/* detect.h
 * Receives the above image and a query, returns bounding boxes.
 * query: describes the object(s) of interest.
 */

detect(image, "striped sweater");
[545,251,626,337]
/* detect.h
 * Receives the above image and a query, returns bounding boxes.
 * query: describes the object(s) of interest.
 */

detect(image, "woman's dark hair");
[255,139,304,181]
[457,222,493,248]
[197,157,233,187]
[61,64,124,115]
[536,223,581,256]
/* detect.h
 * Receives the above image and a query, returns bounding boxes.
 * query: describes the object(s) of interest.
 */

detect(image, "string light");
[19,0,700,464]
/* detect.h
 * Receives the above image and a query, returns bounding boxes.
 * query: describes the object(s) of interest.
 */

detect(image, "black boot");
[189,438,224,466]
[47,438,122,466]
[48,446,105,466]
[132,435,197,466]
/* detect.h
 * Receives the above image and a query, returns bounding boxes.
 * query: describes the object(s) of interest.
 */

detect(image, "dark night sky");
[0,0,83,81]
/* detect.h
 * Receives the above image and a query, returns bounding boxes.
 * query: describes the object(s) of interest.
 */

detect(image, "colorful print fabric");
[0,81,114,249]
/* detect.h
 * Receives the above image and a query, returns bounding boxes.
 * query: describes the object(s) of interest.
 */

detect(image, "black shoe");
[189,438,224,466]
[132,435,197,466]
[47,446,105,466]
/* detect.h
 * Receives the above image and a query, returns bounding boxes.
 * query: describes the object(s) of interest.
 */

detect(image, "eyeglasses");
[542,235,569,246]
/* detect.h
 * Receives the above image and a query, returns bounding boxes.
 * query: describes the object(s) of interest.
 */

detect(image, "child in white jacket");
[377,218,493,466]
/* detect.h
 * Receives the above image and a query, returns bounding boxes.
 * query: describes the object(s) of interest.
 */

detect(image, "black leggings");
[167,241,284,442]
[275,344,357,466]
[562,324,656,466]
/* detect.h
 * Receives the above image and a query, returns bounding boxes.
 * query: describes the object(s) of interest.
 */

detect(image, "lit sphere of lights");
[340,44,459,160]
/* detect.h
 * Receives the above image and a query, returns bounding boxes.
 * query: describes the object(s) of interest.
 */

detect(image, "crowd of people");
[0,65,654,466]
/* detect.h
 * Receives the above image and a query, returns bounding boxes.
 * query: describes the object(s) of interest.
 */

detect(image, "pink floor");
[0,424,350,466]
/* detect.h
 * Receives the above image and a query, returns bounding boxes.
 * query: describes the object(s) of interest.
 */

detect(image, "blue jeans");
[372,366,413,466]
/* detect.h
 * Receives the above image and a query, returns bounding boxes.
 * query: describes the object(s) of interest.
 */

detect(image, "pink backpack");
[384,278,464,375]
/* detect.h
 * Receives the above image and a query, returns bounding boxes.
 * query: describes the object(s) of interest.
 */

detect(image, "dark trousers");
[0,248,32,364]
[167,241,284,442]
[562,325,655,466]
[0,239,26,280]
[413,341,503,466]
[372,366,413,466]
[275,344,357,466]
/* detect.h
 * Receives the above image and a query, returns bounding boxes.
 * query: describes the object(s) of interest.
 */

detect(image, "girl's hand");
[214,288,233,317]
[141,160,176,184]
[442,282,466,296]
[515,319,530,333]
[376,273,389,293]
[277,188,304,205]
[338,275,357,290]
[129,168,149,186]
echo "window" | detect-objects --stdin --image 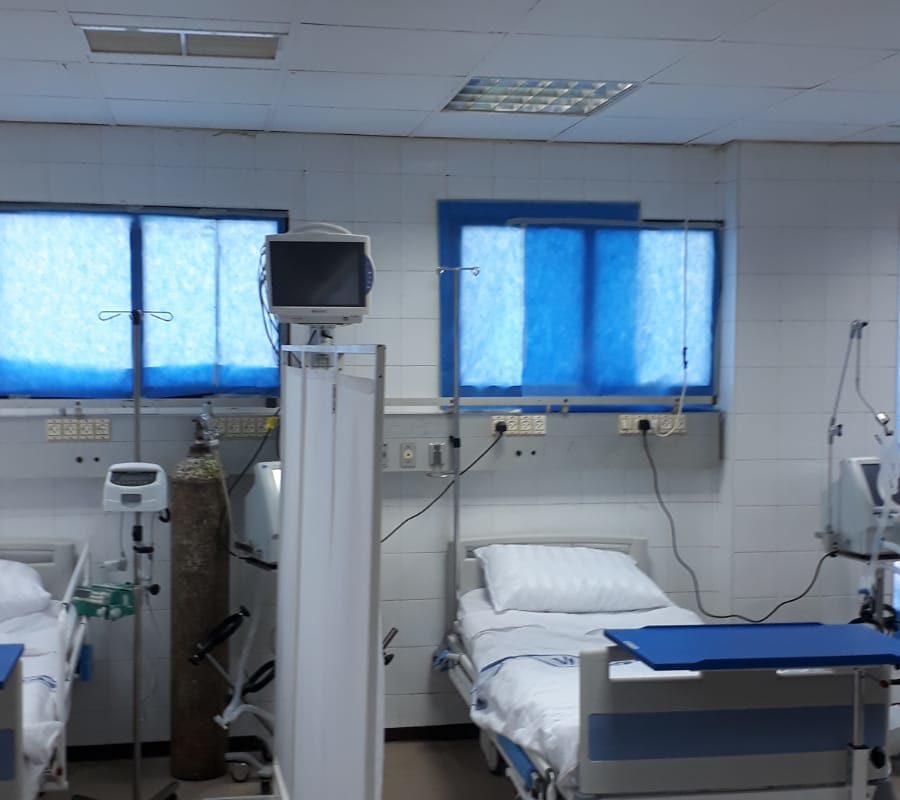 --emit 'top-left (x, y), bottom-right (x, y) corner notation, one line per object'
(0, 210), (283, 398)
(439, 201), (718, 398)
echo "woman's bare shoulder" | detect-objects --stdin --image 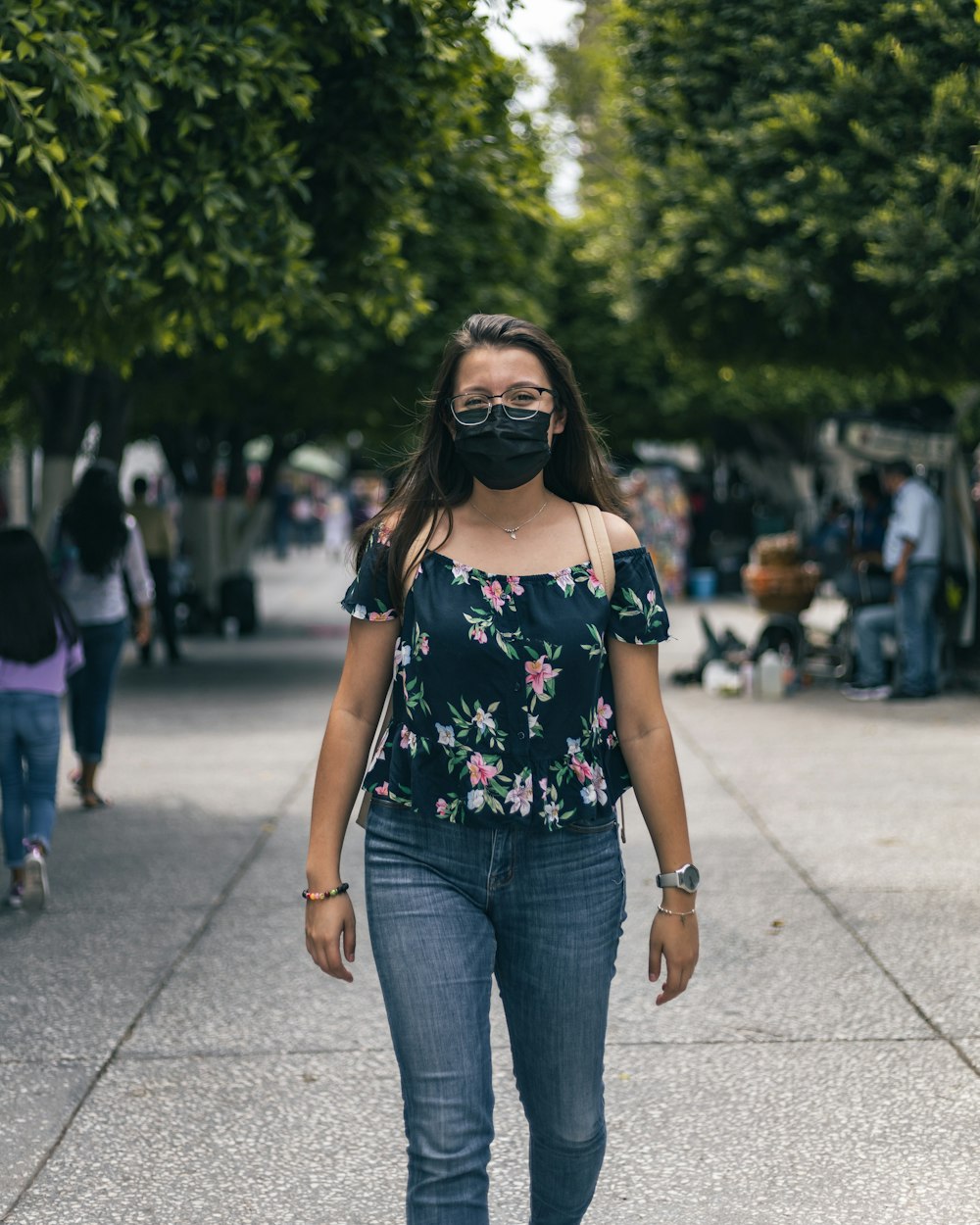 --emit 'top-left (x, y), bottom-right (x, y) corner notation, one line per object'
────────────────
** WHAT IS EXPECTED **
Reproduce the data above verbatim, from its first line up to and including the line containing "[536,223,581,256]".

** SOLUTION FOR THIS PROBLEM **
/* detect.h
 * Receives the above image and a query, returns bounding boxes.
 * query: describes the object(s) of interest.
 */

detect(image, "striped sweater");
[545,251,626,337]
/* detect.h
 * Receives the above image and a query, returns bounding boxes.
 * query: describes the object(s) of interest.
 */

detect(image, "woman's dark hair");
[255,139,304,181]
[457,222,493,248]
[197,157,233,187]
[61,64,124,115]
[536,223,581,256]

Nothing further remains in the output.